**WHAT YOU WILL DO**
Reading the data below, count the lines that carry the string "looking". Give nothing but the count.

*** DATASET CONTENT ***

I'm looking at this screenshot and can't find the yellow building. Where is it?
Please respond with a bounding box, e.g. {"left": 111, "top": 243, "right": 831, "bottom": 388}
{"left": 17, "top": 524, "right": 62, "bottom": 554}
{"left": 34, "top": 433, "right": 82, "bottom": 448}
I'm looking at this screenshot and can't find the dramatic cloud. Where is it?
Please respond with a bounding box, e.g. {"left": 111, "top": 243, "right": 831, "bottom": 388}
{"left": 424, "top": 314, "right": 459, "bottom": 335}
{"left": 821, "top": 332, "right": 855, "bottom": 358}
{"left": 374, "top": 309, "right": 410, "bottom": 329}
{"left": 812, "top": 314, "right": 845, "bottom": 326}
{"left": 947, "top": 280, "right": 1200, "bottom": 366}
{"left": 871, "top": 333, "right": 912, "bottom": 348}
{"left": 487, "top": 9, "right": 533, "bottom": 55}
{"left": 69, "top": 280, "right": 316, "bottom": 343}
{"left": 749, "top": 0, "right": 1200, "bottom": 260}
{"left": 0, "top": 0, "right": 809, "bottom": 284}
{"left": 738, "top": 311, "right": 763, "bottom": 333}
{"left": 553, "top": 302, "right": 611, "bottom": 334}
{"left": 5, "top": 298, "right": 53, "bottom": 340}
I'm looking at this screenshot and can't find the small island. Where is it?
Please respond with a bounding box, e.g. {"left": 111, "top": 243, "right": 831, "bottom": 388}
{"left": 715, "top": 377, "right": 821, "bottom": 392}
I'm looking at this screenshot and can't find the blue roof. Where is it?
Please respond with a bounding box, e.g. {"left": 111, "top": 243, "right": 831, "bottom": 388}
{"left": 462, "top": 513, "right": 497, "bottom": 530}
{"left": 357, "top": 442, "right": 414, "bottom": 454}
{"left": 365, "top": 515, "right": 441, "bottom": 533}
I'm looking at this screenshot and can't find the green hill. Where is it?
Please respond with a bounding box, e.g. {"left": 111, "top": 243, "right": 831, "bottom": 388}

*** End of DATASET CONTENT ***

**REPLY TO THE TASK**
5